--- What is needed ---
Retype the paragraph about Celine Dion's interviews word for word, keeping its punctuation.

--- Selected extract ---
Throughout the candid interviews Taylor stages in Dion’s palatial Vegas home, we learn just how tall a toll this diagnosis is taking on the usually ebullient and effervescent performer. At times wistful and nostalgic, at others embarrassed if not outright embittered, Dion speaks with candor about how losing her ability to do the thing she loves most feels like a loss she cannot bring herself to explain, let alone comprehend. She’s always been “Celine Dion.” She’s always been called to perfection (in a childhood anecdote she remembers how irked she was even as a kid when an accompanying band would miss a note). She doesn’t know how to be fallible, or how to translate that into a workable way to sing, to be.

--- Data extract ---
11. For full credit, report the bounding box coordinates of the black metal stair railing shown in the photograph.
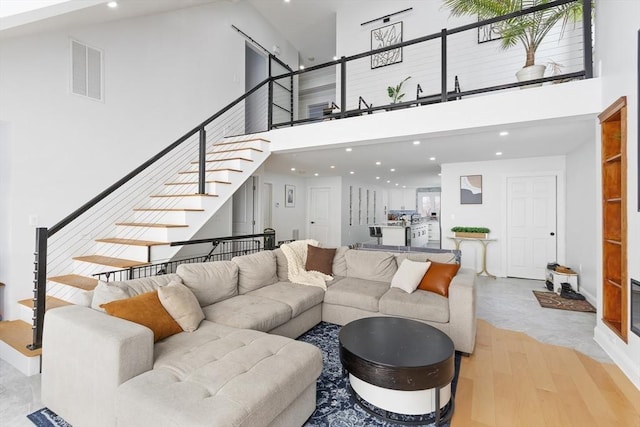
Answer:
[29,0,593,349]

--- Exercise answer ---
Throughout the candid interviews Taylor stages in Dion’s palatial Vegas home, we learn just how tall a toll this diagnosis is taking on the usually ebullient and effervescent performer. At times wistful and nostalgic, at others embarrassed if not outright embittered, Dion speaks with candor about how losing her ability to do the thing she loves most feels like a loss she cannot bring herself to explain, let alone comprehend. She’s always been “Celine Dion.” She’s always been called to perfection (in a childhood anecdote she remembers how irked she was even as a kid when an accompanying band would miss a note). She doesn’t know how to be fallible, or how to translate that into a workable way to sing, to be.